> **Stated goal 1**
List each cited source in the anti-erosion bench text, giving the author names together with the reference number in brackets.
> **Stated goal 2**
Return the passage of the anti-erosion bench text from "Approximately 35% of" up to and including "Gouazine catchment area.", copied word for word.

> **Page extract**
On the marl catchment areas of pre-Rif (Morocco), Sabir and Boudhar [14] carried out a survey on eight olive tree and vineyard plantations equipped with benches since 1950. They found that two of the plantations disappeared and that the six remaining ones had a 50% rate of success. Gullies formed and landslides occurred on the marl catchment areas with a slope greater than 25%. Lack of maintenance was responsible for the failure.
In northern Thailand, Sang-Arun et al. [15] studied the impact of the plant cover and of the structure of graded terraces on erosion. They showed that rivulets and gullies rarely formed on terraces well covered by natural plants or by crop remnants. However, on bare soil, rivulets turned into gullies from the upstream to the downstream terraces. On the high volcanic lands of Java, Van Dijk and Brujnzeel [19] studied the erosion process on hillside catchment areas cultivated with terraces and showed that erosion on the terraced catchment areas was due, on the one hand, to a temporary lack of plants on the terrace talus and, on the other hand, to the poor sizing of runoff evacuation drains.
Research done on machine-made anti-erosive installations in many countries around the world thus proves that the efficiency of these benches depends not only on local physical conditions such as lithology and slope or on the density of vegetation protecting the soil from heavy rainfall and runoff, but also on the construction and maintenance of the benches with participation from the local population. In the light of these works, this article proposes to analyze the causes of bench breakage in a small catchment area in a semi-arid area in Tunisia and to evaluate the impact of benches on water flow and silting up of the hillside reservoir at the catchment area outlet.
2 Study site and methods
2.1 Study site
The El Gouazine catchment area (18.1 km2) is located in semi-arid central Tunisia (Fig. 1) with an average annual rainfall of 350 mm. It is 12 km east of Oueslatia, between Mount Es-Serj to the northwest and Mount Er-Rihana to the southwest. The catchment area altitude ranges between 575 m at the southern end and 375 m to the north at its outlet. Its longitudinal slope is 1.8%. From a topographical point of view, 28% of the surface area has a low slope, less than 5%, and 60% has a slope from 5 to 35%. It should be noted that 5 and 35% represent the minimum and maximum limits for an anti-erosive bench installation according to the standards set by Bahri et al. [3].
Map of the El Gouazine catchment area location.
Fig. 1. Carte de localisation du bassin versant d’El Gouazine.
Approximately 35% of the catchment area surface is covered by an Aleppo pine forest, 24% by scrubland, and the remainder (41%) by cereal crops. Between June 1996 and July 1997, the catchment area was installed with total retention contour benches on its cultivated part, approximately 43% of its surface area (Fig. 2).
Land use map of the El Gouazine catchment area.

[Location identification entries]

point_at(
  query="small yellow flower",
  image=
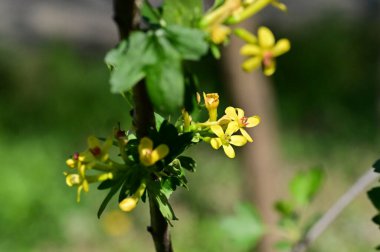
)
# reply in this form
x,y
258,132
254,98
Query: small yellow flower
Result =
x,y
129,203
225,139
99,150
83,181
251,7
148,155
237,115
212,103
264,52
219,34
213,21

> **Problem solution 1**
Sabir and Boudhar [14]
Sang-Arun et al. [15]
Van Dijk and Brujnzeel [19]
Bahri et al. [3]

> **Problem solution 2**
Approximately 35% of the catchment area surface is covered by an Aleppo pine forest, 24% by scrubland, and the remainder (41%) by cereal crops. Between June 1996 and July 1997, the catchment area was installed with total retention contour benches on its cultivated part, approximately 43% of its surface area (Fig. 2).
Land use map of the El Gouazine catchment area.